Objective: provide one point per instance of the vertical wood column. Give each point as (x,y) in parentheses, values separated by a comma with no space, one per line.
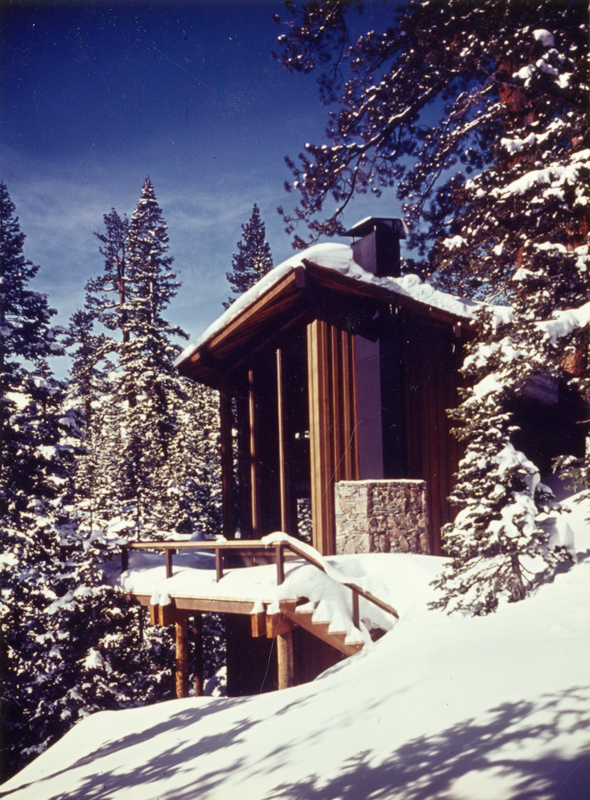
(285,659)
(198,630)
(283,446)
(349,410)
(336,403)
(254,496)
(322,489)
(227,462)
(181,659)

→ **Directions**:
Copy out the data above to the letter, and keep every picture out of it.

→ **Reply to the exercise**:
Objective: provide one point per instance of the vertical wood column. Give each point as (x,y) in parentheses, values separated by a comma with no space, one per line.
(285,659)
(198,630)
(283,446)
(349,410)
(336,403)
(254,496)
(322,489)
(227,462)
(181,659)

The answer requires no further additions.